[INPUT]

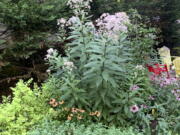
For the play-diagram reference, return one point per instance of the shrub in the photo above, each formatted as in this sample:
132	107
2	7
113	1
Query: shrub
98	72
55	128
27	108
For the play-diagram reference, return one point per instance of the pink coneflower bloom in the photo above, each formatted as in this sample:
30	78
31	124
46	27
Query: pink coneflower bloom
151	97
178	98
134	87
134	108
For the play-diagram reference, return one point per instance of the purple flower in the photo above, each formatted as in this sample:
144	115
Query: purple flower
134	87
144	106
178	98
134	108
151	98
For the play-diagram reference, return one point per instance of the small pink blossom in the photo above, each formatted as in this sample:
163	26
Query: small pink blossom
134	108
134	87
144	106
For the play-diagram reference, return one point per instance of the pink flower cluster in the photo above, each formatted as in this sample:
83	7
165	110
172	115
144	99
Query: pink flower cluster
176	93
49	53
134	108
113	24
134	87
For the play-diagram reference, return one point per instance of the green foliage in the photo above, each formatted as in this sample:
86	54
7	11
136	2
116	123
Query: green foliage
166	107
27	108
30	22
143	38
97	75
56	128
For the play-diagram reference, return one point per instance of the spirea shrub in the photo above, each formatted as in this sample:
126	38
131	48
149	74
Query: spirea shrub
165	102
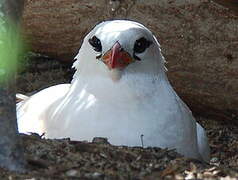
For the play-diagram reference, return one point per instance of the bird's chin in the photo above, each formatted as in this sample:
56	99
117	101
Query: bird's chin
115	74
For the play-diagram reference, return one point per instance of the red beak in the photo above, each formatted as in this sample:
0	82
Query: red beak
117	57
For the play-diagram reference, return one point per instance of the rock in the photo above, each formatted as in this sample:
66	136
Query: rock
198	39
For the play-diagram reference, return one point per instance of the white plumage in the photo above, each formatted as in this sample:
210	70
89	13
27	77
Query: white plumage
119	91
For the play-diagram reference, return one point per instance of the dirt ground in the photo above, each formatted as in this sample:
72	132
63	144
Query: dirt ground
65	159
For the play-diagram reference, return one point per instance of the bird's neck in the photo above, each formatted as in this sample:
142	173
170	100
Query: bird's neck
129	86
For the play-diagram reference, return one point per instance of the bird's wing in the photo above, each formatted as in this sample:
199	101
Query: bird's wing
32	111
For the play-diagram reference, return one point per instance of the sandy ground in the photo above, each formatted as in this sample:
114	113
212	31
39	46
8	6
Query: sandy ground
65	159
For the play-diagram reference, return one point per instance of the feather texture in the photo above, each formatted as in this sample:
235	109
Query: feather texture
120	104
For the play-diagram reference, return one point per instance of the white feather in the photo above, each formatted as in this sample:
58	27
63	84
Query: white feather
139	102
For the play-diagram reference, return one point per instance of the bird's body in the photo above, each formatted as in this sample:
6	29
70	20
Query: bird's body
125	102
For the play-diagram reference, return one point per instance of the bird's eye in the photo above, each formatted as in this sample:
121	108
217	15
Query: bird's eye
96	43
141	45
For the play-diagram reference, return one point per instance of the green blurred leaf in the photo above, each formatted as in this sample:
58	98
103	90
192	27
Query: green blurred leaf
10	47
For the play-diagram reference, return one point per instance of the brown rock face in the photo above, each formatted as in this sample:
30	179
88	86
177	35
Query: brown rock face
199	40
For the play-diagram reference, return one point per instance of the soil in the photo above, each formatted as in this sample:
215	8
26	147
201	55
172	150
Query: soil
66	159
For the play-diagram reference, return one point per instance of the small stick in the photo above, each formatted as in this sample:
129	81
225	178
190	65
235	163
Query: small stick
141	138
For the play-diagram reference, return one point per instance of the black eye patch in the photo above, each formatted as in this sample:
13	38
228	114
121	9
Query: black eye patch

[YOUR OBJECTIVE] Reproduce all of the material exactly, apart from the pictures.

[SOLUTION]
For the play-diagram reference, return one point per instance of the shrub in the photo above, each formatted as in this sample:
132	107
2	7
113	1
Query: shrub
98	72
55	128
27	108
For the play-diagram reference, return one point per instance of the pink coneflower bloom in the photo above, each formatted as in this sample:
30	78
31	124
46	27
Query: pink coneflower bloom
151	97
178	98
134	87
134	108
For the play-diagram reference, return one point per instance of the purple flower in the photo above, each formatted as in this sample:
144	115
Query: purple flower
134	87
144	106
178	98
134	108
151	98
For the play-diagram reference, return one point per instance of the small pink blossom in the photo above, each formatted as in this sample:
163	26
Query: small pink blossom
134	108
134	87
144	106
For the play-diagram reference, return one point per instance of the pink flower cluster in the photo above, each formatted as in this sample:
83	7
165	110
172	115
144	99
Query: pink flower cluster
176	93
49	53
134	108
113	24
134	87
For the play-diagram reference, return one point per instance of the green foliage in the photo above, each formatted as in this sample:
86	54
7	11
136	2
116	123
Query: green foliage
166	107
27	108
30	22
143	38
97	75
56	128
For the play-diagram reference, return one point per instance of the spirea shrub in the photo above, each formatted as in this sample:
126	38
131	48
149	74
Query: spirea shrub
165	102
For the play-diagram reference, return one point per instance of the bird's chin in the photo above, each formatted as in this sample:
56	99
117	101
Query: bird's chin
115	74
For the play-diagram reference, return one point per instance of the red beak in the photo above, each formatted as in this sample:
0	82
Query: red beak
117	57
For the play-diagram reference, return one point per instance of the rock in the photo above, each formatted as in this sample:
66	136
Query: rock
198	39
For the play-diagram reference, return one point per instance of the white plumage in the photo above, each formatted as in this sample:
210	70
89	13
27	77
Query: white plumage
119	91
For the play-diagram reference, return one point per instance of the dirt ground in the photo above, each formatted as in this sample:
72	132
63	144
Query: dirt ground
65	159
For the play-diagram reference, return one point per instance of the bird's neck in the photo above, each formatted as in this sample:
142	173
170	100
Query: bird's neck
129	86
For the play-diagram reference, return one point per instance of the bird's wing in the photo above, each formatted as in this sample:
199	101
Query: bird's wing
32	111
For the play-diagram reference, return one point per instance of the sandy ground in the photo above, each formatted as in this sample:
114	113
212	31
39	46
8	6
Query: sandy ground
65	159
For the play-diagram reference, return one point per instance of the feather texture in the photo above, each formatted as in this sample:
235	109
Query: feather texture
120	104
For the play-diagram reference, return one point per instance of the white feather in the photo above, each formatted as in this sample:
58	27
63	84
Query: white feather
139	102
For the play-diagram reference, return one point per instance of the bird's body in the photo above, each formatted as in this sample:
6	29
70	20
Query: bird's body
125	102
For the play-diagram reference, return one point per instance of the bird's eye in the photo above, each formatted as in this sample:
121	108
217	15
Query: bird's eye
96	43
141	45
For the play-diagram reference, return one point per instance of the green blurred leaf in the photo above, each formatted as in this sample:
58	98
103	90
192	27
Query: green blurred leaf
10	47
For the play-diagram reference, return one point per instance of the brown rock face in the photo above, each formatted as in this sample:
30	179
88	86
177	35
Query: brown rock face
199	40
For the play-diagram reference, return one point per instance of the soil in the photo above, each formatted as in this sample:
215	8
26	147
201	55
172	150
Query: soil
66	159
For the play-diagram reference, return one point per instance of the small stick in the photo above, each formatted as in this sample:
129	81
225	178
190	65
235	163
Query: small stick
141	138
For the play-diagram reference, return one point per instance of the black eye patch in the photo above, each formatted as in this sample:
13	38
228	114
121	9
Query: black eye patch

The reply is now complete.